Request: Could you repeat everything from the line containing "the boy's eye." down to the end of the material, substituting "painted brick wall" for "rough concrete wall" and changing nothing else?

[Start]

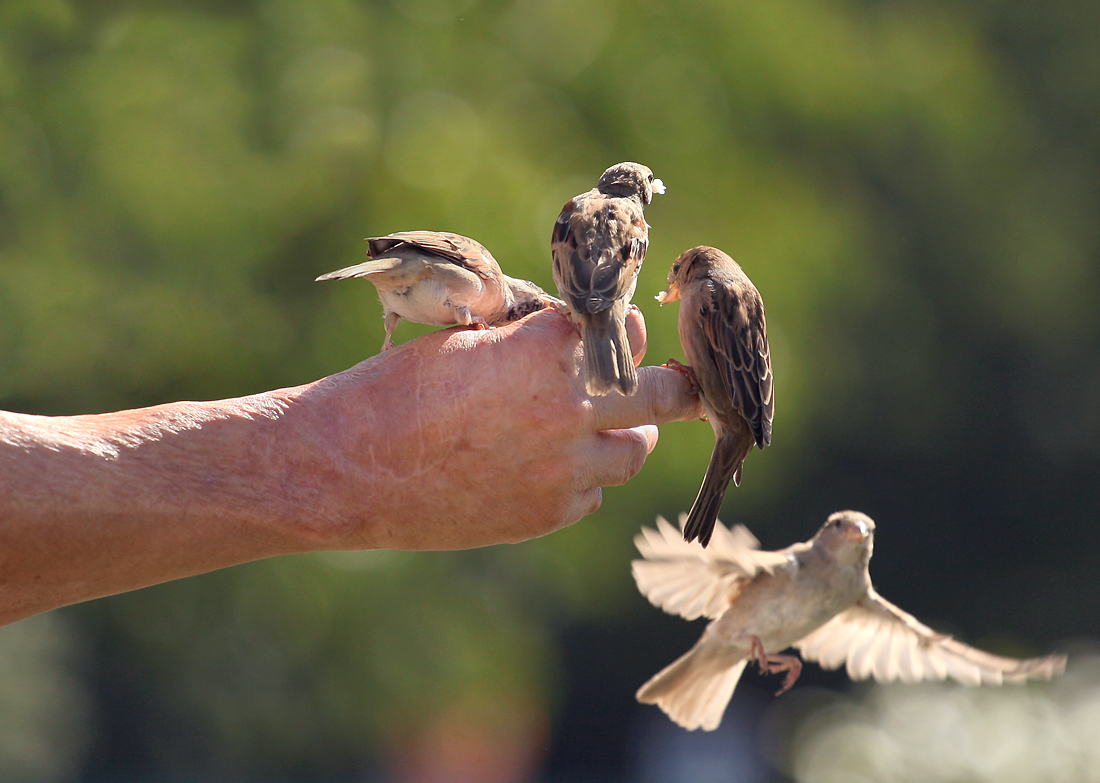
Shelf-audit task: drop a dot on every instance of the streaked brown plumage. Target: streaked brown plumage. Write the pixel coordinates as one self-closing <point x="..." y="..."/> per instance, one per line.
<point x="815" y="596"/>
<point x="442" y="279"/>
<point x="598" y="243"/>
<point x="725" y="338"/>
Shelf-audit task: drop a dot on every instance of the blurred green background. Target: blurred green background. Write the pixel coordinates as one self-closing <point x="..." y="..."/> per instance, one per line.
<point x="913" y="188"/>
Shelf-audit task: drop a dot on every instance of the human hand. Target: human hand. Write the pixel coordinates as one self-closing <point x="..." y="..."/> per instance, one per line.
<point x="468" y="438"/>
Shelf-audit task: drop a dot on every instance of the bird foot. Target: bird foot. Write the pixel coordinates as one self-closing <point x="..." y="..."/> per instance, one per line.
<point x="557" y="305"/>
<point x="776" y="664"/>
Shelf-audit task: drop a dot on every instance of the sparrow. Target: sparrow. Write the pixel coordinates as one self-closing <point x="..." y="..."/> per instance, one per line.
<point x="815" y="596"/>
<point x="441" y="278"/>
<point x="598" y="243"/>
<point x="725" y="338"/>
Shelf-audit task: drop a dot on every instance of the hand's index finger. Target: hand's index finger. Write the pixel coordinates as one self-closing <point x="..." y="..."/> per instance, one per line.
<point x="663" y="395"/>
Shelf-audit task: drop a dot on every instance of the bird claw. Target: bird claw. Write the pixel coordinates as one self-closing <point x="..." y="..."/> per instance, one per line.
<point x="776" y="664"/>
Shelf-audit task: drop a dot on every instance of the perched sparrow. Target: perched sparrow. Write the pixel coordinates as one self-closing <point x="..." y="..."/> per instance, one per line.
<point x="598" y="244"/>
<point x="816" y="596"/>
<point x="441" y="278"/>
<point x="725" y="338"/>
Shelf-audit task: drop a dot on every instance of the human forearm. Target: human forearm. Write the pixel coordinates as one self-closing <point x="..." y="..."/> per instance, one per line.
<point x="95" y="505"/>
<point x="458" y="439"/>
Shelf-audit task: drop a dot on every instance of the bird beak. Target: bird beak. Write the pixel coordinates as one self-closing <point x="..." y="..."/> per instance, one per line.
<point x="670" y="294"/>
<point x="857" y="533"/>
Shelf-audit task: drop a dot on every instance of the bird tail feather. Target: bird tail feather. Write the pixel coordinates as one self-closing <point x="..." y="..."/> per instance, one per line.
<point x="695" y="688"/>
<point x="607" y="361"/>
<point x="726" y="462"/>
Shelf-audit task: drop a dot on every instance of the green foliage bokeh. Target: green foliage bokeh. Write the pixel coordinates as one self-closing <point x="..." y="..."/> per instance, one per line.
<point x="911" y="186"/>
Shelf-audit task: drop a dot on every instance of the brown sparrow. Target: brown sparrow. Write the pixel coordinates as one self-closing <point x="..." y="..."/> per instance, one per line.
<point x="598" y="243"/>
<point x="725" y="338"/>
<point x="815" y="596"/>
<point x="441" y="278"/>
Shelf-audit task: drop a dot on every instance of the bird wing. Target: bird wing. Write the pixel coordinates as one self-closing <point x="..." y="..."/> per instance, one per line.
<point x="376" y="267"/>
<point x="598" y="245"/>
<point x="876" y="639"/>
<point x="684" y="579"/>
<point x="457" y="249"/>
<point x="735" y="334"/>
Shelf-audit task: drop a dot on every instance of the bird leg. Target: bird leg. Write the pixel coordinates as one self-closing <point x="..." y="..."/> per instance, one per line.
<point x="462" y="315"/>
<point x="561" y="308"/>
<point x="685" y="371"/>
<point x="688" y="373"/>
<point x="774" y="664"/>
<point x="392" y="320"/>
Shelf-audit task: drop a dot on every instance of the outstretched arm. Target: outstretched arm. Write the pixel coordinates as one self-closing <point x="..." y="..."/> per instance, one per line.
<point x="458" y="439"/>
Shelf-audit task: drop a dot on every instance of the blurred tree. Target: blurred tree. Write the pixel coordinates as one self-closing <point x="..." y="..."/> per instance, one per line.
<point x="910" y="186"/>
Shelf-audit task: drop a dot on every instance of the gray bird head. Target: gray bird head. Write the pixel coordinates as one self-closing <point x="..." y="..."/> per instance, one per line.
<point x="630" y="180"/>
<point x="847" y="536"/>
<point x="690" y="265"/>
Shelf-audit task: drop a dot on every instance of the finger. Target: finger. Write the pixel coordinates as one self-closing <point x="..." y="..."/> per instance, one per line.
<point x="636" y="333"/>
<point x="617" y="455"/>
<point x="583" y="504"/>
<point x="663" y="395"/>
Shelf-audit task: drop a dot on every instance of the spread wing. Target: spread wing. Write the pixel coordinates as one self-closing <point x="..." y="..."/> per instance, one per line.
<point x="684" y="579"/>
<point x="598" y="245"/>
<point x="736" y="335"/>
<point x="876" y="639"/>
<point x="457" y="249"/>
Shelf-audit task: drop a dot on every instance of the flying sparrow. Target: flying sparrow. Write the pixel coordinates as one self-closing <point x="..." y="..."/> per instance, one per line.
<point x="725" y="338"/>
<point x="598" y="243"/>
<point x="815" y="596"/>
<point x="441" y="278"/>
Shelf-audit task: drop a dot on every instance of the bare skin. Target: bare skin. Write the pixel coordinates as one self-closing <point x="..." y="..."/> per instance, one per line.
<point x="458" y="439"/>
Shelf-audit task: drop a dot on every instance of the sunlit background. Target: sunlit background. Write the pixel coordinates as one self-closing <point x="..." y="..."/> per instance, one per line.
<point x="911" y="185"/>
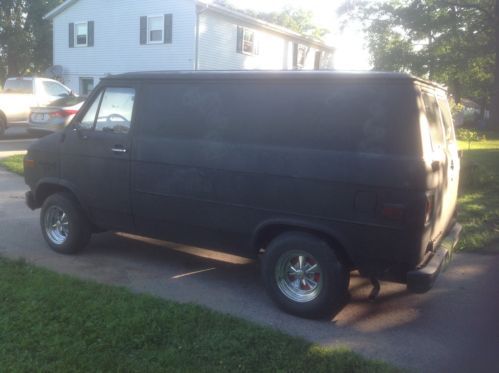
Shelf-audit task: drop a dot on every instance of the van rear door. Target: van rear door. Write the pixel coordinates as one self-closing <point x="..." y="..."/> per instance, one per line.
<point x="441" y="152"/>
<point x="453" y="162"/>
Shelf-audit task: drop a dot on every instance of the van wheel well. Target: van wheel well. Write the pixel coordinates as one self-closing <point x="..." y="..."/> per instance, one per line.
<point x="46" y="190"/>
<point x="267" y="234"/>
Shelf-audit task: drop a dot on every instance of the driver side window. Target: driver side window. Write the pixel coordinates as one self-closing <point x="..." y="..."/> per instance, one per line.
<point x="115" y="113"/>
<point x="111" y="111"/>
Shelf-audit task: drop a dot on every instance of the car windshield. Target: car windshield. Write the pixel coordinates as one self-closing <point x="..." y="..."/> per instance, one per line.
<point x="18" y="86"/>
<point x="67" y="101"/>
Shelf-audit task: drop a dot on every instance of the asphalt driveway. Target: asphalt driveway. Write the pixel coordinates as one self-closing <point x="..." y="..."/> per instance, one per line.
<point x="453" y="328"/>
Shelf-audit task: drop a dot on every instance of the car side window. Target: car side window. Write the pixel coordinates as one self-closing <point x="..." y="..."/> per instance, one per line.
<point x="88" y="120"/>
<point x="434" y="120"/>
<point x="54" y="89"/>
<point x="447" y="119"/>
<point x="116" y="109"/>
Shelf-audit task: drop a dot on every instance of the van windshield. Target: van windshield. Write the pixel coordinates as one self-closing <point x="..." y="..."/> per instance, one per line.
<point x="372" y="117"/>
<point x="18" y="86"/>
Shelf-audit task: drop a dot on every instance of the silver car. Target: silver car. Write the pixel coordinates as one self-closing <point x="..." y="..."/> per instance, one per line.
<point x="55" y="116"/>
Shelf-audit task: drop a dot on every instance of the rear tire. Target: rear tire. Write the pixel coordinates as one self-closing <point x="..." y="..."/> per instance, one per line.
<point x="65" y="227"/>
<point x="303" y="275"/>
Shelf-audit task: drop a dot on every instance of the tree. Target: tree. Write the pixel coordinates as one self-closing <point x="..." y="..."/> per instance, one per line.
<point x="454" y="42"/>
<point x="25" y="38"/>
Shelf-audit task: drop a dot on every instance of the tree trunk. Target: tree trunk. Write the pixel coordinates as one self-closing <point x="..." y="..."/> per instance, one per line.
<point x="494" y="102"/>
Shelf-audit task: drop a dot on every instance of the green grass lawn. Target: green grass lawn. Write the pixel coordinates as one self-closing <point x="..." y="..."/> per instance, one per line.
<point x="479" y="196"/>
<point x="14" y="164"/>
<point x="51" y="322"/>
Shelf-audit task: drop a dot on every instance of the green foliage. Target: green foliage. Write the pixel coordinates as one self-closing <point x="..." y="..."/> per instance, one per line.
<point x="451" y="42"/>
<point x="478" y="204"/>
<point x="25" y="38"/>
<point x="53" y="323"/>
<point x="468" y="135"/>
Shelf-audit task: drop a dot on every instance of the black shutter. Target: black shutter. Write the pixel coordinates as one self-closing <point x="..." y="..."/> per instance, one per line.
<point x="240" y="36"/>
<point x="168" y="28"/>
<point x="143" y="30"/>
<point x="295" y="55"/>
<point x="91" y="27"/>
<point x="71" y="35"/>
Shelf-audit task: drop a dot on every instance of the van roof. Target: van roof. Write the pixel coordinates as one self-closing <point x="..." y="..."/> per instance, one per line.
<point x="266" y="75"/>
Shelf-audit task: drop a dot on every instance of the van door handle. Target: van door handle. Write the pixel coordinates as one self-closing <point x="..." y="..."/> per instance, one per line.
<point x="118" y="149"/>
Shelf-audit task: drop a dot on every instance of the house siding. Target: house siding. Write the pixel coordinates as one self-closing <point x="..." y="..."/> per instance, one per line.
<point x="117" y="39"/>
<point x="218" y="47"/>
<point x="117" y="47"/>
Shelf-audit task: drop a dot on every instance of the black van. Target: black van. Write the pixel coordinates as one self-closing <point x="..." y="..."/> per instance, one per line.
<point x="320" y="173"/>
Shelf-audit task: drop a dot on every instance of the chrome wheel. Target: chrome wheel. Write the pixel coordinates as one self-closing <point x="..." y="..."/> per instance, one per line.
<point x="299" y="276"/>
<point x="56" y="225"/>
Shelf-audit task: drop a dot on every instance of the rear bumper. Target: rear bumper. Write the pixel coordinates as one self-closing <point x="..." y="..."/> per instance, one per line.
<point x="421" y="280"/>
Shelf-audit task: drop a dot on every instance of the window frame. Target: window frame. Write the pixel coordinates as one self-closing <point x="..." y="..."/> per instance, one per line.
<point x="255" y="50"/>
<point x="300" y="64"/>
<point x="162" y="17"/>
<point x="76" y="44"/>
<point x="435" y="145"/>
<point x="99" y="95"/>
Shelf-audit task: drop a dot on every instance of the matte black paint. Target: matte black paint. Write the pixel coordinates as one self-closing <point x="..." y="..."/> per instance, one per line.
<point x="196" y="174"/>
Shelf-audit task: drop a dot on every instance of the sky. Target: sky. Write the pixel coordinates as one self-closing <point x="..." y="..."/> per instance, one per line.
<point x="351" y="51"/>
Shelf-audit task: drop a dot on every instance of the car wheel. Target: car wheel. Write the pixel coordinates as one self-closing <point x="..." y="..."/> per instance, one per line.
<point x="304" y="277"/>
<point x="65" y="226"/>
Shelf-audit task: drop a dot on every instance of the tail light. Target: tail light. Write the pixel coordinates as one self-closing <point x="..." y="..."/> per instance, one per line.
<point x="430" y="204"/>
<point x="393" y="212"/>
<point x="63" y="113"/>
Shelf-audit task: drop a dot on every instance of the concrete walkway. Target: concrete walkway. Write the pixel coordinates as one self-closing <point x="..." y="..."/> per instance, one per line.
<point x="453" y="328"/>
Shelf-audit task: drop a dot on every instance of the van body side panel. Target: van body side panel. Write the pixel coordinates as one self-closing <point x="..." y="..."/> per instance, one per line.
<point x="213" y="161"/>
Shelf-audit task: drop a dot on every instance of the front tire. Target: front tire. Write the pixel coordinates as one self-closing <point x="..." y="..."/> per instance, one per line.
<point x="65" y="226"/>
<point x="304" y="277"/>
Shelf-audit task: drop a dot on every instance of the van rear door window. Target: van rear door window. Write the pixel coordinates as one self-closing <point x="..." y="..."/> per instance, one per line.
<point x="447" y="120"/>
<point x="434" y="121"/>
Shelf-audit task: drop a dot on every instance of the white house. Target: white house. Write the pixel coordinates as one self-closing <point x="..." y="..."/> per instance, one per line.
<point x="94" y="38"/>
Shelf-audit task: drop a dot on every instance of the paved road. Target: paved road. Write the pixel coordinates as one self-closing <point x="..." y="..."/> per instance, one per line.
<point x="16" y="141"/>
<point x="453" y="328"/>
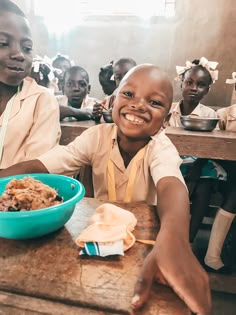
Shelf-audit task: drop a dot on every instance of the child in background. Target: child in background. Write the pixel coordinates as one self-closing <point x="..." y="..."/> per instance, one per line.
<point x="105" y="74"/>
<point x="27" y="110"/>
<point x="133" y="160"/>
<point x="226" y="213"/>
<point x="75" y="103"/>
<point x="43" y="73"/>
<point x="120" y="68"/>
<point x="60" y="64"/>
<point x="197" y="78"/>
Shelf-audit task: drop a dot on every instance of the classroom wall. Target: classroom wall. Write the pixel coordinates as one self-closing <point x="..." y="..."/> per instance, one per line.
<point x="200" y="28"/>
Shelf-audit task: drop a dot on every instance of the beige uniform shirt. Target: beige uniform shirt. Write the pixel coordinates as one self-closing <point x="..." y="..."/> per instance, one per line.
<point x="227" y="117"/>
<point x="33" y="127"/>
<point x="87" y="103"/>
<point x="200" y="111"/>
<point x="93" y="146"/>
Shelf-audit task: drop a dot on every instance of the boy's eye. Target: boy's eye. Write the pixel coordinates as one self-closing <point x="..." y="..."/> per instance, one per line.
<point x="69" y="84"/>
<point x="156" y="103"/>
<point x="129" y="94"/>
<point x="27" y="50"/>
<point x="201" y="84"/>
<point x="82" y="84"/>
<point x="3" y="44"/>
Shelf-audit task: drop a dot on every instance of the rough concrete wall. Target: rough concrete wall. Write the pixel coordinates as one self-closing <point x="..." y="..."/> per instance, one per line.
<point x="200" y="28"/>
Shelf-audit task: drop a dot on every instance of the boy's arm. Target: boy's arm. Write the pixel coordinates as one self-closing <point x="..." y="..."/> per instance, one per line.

[End]

Response to this task:
Shelf-audit task: drop a dot on every instance of the boy's eye. Target: boy's eye. Write the pixel coordinates as one self-closing <point x="..." y="..."/> per instance, one per line.
<point x="69" y="84"/>
<point x="156" y="103"/>
<point x="129" y="94"/>
<point x="27" y="50"/>
<point x="201" y="84"/>
<point x="82" y="84"/>
<point x="3" y="44"/>
Shelf-audit task: drop a dot on every instance of the painted brick wall. Target: painted brick wall. Write the pixel coordinates as one self-closing <point x="..." y="..."/> per instance, one per line.
<point x="200" y="28"/>
Shelf-audit task: drop a dot on every instance of the boy's arm. Target: boy's arm. Write the pixel coordinates as one self-closing <point x="..." y="..."/> per instance, one per line.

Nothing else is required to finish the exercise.